*Your objective:*
Extract every line of the records below that contains the word "soil".
-- BEGIN Input rows --
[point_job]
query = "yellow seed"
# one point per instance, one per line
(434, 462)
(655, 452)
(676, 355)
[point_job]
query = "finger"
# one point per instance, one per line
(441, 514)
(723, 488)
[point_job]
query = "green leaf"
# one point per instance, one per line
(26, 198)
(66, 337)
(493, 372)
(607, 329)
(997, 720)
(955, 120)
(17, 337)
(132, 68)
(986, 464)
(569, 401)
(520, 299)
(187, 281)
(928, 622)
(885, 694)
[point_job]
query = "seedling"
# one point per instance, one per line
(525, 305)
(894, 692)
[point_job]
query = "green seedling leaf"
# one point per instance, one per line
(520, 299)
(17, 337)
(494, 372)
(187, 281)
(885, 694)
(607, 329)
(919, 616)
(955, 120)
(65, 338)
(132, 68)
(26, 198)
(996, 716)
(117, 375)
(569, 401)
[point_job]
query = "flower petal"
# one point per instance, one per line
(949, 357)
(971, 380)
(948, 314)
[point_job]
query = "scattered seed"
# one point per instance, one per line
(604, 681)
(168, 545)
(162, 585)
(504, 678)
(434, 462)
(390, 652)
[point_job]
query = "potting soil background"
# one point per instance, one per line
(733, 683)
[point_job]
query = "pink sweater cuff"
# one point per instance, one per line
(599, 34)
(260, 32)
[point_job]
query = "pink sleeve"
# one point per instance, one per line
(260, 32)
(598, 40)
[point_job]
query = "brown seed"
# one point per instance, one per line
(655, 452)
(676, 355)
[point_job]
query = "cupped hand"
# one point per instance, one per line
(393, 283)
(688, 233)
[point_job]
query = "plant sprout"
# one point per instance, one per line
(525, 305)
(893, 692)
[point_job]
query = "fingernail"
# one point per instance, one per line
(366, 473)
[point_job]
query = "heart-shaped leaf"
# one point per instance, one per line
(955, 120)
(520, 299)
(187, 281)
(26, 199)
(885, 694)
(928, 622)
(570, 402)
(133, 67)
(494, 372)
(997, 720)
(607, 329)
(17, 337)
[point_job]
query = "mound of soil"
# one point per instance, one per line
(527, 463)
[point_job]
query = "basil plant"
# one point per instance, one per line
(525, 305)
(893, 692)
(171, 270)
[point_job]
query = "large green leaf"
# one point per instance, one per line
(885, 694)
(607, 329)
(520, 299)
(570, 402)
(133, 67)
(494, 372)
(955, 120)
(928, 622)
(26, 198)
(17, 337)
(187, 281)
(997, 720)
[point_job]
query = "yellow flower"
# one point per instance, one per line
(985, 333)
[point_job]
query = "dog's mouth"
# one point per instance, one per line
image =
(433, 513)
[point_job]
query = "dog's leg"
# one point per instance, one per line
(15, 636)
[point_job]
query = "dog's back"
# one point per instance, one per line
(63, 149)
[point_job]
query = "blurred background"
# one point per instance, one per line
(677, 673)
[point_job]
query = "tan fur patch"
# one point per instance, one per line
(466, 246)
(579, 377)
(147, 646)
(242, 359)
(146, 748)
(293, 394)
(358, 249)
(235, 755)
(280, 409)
-- END Input rows --
*Result of this task:*
query = "potting soil background"
query = "mound of soil"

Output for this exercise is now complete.